*What is asked*
**A)** In the article on corporate innovation, who is named as the editor of Fast Company magazine?
**B)** Write out the stretch of the article on corporate innovation from "Safian’s remark perfectly" through "you’re still losing.", swapping "incremental" for "minor".
**C)** Extend the article on corporate innovation past its final sentence.

---------- Excerpted passage

This content was previously published on Forbes.com.

The most interesting thing about the Fast Company Most Innovative Companies 2013 list isn’t who is on it. It’s who isn’t.

Writing about the companies that had fallen off the list (and were obviously upset about it), Robert Safian, Editor of Fast Company magazine said, “It’s not that these businesses suddenly lost their mojo. But in a climate where the velocity of change is accelerating, these companies didn’t have a compelling-enough breakthrough for us to highlight.”

Safian’s remark perfectly illustrates the essential element required for survival in today’s economic environment. If you aren’t constantly innovating, your organization is most likely losing its edge. If your innovations are incremental – not big enough to move the needle – you’re still losing.

What do the companies on Fast Company’s list like Nike, Uber, and Pinterest have that others like Facebook and Twitter don’t? Better new products – which came from innovative ideas, that’s obvious. The mystery is where these ideas come from, how they rise to get noticed, and then how they are brought to market faster than anyone else. This list is a reminder that some of the companies we’ve historically associated with innovation because of their brand name (3M, Facebook, and Twitter) aren’t immune to losing their edge.

While people have spilled much ink on how to create innovation, I’d like to offer an easier way to get there – by process of elimination. Let’s start with five things you will NOT hear at the most innovative organizations. Be on alert for them; These are clear indicators that your company is losing its innovation “mojo.”

  1. “Can we do that?” Permission seekers are the mark of unclear company vision. If your company’s vision is clear enough, and has been communicated constantly and consistently, people do not come to you for permission, they come to show you what they’ve already done.

--------------------
---------- Supplied entries

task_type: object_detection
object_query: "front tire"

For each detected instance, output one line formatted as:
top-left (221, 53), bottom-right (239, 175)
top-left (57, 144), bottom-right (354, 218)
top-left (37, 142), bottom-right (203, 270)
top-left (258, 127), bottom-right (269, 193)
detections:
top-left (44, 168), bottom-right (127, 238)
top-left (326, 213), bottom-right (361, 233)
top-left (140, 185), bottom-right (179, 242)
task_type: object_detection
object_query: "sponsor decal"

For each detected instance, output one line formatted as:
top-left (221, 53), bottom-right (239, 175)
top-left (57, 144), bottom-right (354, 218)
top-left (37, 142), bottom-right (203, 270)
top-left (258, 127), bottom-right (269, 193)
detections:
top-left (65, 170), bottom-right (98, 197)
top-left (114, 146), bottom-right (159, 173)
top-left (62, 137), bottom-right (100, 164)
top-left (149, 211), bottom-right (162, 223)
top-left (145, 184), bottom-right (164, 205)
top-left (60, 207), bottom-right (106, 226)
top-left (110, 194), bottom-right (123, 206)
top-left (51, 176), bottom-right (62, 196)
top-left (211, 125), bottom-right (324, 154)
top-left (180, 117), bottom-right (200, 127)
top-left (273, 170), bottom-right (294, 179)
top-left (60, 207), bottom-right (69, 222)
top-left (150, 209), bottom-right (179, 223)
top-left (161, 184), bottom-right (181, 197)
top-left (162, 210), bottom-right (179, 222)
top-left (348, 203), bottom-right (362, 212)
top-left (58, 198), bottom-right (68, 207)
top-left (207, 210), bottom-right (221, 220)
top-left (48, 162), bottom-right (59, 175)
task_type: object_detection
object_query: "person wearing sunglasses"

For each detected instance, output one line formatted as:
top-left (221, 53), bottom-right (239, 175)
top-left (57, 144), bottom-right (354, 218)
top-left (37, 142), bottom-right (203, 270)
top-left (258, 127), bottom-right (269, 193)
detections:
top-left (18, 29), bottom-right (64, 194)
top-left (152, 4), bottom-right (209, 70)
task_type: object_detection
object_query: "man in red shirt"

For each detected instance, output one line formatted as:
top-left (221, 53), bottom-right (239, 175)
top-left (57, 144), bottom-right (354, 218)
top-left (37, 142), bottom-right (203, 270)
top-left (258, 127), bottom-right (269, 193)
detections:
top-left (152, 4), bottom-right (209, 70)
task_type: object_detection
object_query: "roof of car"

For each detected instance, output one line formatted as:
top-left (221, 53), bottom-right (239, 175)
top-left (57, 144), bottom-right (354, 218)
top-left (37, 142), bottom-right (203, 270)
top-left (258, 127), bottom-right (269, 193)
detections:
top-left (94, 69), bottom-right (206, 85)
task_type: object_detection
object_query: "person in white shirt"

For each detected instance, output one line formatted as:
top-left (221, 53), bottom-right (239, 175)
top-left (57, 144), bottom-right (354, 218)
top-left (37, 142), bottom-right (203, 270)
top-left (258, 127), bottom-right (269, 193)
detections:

--------------------

*Results for each task*
**A)** Robert Safian

**B)**
Safian’s remark perfectly illustrates the essential element required for survival in today’s economic environment. If you aren’t constantly innovating, your organization is most likely losing its edge. If your innovations are minor – not big enough to move the needle – you’re still losing.

**C)**
  2. “We can’t do that.” On the flip side of the previous comment, you find the limitations or barriers people have set up in reaction to the punishment they’ve experienced for prior failures. If your people see others try, fail, then get punished, you can guarantee that people will remain in the safe spot. No one is going to try to innovate, much less try anything remotely outside the box ever again.
  3. “We have to go through proper channels.” A mark of truly innovative companies is that the employees are well-networked, and they are constantly crossing silo walls to engage other departments, gather knowledge, or just get an outside opinion. Though one person may come up with the idea, nobody creates a great innovation solely on their own.
  4. “That’s good enough.” In many companies, once significant progress is made, momentum slows and eventually the project fails. This is one of the key reasons 70% of change efforts fail. Yes, it’s important to celebrate incremental wins, but in innovative companies, people don’t let up – they continue to focus on the final prize. This only comes from a relentless focus on winning.
  5. “That’s not my job.” This final phrase is the clearest indicator that people aren’t focused on the future of the company. If employees have a clear understanding of the vision set by leadership, no one will be talking in terms of their box on the org-chart. If you hear “us” and “them” language referring to internal teams, beware. Employees at innovative companies know it is always “our” job – we win together.

Stay on the alert to these dangerous phrases that might sneak into conversations in your organization. A great brand name no longer protects you from losing your edge. Remember Kodak?

Kathy Gersch is an Executive Vice President at Kotter International, a firm that helps leaders accelerate strategy implementation in their organizations, and is the Konosuke Matsushita Professor of Leadership, Emeritus, at Harvard Business School.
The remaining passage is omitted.